→ **Task**: Treat the line containing "In this exercise you will spot each instance of the yellow" as the first line and the final line of the material below as the last; reproduce that range exactly.

→ **Data section**:
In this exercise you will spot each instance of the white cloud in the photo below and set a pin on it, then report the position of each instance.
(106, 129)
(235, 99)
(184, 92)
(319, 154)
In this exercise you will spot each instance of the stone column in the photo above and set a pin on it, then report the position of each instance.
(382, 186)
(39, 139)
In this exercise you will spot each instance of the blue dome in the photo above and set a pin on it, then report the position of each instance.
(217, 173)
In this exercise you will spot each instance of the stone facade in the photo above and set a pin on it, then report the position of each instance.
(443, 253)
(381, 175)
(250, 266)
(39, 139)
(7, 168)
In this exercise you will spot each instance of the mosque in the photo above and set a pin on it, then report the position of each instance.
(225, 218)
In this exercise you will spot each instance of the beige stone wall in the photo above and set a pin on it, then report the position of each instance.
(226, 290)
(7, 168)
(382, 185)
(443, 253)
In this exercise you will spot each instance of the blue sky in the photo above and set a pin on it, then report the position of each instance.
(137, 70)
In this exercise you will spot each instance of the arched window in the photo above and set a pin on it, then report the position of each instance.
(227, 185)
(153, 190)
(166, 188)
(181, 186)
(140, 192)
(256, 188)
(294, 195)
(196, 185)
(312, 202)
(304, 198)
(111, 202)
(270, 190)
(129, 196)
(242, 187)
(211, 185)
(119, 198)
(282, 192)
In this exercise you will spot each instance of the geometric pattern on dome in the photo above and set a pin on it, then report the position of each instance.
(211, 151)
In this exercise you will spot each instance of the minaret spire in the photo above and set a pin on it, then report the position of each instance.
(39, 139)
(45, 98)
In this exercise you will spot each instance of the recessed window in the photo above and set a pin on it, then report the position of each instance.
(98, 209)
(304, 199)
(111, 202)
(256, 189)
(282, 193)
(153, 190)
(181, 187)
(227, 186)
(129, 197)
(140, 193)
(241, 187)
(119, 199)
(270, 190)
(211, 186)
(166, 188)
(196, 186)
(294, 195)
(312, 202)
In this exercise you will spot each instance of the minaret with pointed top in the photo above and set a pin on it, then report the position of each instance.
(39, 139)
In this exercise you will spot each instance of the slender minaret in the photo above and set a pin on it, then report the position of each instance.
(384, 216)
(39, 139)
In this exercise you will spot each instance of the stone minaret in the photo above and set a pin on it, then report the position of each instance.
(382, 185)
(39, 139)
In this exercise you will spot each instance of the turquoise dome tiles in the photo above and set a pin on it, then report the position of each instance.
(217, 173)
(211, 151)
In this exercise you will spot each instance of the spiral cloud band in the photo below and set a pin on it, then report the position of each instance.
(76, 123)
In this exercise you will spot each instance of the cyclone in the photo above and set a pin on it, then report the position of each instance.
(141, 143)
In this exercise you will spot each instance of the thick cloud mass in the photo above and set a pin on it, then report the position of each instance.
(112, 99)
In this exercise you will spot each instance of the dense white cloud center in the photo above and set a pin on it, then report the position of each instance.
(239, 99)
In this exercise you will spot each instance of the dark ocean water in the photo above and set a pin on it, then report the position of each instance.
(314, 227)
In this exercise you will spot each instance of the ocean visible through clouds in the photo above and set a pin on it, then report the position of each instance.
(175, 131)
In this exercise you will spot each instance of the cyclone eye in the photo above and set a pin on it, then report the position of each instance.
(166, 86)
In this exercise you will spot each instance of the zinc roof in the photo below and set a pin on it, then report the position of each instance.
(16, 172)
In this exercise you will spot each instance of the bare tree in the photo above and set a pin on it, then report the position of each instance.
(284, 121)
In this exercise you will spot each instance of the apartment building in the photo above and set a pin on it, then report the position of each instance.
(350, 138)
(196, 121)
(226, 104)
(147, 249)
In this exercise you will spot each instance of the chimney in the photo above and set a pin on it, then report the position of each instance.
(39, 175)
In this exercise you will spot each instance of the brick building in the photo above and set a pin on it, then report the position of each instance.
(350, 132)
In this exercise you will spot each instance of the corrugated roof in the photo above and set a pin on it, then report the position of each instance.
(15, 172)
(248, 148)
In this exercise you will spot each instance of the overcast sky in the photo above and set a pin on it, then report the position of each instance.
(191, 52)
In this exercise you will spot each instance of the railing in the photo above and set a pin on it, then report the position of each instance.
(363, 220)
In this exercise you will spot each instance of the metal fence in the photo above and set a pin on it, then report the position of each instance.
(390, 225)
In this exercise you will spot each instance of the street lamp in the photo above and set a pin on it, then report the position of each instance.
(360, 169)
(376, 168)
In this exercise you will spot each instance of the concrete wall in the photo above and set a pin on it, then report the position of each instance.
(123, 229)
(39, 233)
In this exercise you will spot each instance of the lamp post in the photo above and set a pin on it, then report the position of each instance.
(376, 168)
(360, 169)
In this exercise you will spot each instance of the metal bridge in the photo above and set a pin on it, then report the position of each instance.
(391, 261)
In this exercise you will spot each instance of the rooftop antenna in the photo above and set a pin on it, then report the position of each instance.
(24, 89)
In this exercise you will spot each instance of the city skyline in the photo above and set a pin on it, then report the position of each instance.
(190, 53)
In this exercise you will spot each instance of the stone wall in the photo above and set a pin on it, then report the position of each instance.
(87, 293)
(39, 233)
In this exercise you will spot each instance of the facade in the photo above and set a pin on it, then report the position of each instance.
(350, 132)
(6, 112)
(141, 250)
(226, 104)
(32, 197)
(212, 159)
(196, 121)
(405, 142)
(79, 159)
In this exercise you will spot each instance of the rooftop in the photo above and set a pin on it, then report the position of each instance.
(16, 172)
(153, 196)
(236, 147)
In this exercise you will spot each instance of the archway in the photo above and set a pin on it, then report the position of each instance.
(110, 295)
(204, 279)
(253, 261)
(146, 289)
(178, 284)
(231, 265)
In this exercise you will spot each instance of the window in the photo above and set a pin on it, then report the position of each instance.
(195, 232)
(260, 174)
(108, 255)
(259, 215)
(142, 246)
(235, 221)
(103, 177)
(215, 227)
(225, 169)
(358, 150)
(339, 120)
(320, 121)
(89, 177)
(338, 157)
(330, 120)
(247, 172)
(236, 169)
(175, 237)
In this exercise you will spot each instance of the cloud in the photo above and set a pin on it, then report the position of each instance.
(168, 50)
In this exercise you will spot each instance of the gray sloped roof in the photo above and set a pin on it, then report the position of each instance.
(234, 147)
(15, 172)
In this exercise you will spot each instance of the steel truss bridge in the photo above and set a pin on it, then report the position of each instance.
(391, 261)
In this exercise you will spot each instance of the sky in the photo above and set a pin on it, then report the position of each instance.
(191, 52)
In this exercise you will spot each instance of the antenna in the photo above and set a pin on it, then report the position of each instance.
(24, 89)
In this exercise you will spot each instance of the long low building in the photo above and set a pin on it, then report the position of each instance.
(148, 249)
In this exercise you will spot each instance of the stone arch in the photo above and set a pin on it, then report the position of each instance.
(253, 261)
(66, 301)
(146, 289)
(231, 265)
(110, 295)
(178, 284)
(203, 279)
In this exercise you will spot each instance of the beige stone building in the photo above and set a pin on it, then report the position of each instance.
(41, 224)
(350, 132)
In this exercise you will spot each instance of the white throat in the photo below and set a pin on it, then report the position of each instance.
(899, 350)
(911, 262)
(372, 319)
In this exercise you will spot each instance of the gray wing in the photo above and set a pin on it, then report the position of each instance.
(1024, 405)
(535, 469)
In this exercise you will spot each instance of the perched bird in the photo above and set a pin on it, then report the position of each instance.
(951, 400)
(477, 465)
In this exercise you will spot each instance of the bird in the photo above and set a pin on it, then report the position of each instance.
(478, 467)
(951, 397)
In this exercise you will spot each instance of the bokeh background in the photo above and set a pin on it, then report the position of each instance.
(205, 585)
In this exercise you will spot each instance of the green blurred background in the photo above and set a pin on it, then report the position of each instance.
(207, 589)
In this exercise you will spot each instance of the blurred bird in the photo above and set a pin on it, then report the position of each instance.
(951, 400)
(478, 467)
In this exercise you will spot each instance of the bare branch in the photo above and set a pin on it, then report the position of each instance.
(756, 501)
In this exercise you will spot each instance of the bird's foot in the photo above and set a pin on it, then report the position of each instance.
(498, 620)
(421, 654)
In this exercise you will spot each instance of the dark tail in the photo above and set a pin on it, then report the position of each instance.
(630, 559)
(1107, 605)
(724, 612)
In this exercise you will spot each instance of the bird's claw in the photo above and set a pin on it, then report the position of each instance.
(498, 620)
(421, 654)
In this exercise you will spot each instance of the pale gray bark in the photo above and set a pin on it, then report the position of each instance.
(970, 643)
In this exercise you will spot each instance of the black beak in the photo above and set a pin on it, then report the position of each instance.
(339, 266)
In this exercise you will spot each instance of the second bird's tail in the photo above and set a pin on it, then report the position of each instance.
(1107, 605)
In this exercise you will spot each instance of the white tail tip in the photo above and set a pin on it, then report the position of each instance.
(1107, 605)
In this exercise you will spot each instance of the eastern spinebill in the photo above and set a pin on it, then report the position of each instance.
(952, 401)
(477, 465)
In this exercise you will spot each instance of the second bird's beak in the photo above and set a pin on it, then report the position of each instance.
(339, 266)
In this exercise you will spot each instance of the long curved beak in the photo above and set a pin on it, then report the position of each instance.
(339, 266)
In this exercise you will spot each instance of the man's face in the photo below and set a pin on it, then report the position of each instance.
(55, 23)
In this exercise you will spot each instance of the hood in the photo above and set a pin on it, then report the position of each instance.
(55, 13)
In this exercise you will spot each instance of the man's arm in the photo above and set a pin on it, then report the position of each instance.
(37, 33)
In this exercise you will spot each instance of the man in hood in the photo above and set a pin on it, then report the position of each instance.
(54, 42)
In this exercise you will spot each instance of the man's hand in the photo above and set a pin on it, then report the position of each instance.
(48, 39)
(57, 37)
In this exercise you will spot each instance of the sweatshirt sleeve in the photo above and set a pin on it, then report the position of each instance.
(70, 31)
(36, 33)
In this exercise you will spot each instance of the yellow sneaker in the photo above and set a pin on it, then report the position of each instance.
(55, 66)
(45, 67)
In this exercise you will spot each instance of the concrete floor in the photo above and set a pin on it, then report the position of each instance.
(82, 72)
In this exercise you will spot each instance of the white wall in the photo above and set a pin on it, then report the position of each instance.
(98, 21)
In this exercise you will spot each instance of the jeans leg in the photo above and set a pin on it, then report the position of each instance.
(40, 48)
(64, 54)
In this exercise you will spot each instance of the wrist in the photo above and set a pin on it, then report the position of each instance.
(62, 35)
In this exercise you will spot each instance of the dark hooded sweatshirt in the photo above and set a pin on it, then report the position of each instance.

→ **Task output**:
In this exercise you will spot each instance of the yellow sneaker in the photo above and set a pin on it, then report the position of each instance.
(55, 66)
(45, 67)
In this exercise you will spot each instance of the concrete floor in the photo above and set a pin on it, then report the position of each instance.
(82, 72)
In this exercise you will spot each instance of the white wall in the photo above and set a pin on it, then report the position of each instance.
(98, 21)
In this exercise you will spot each instance of the jeans leg in the photo above and set a pin on it, then report the position of each instance.
(40, 48)
(64, 54)
In this exercise you will spot each instance of the wrist in the photo above and set a pin on it, then report the position of each instance.
(62, 35)
In this exercise you will spot each instance of the dark hooded sweatshirt in the photo above and set a pin on it, then report the position of each instance.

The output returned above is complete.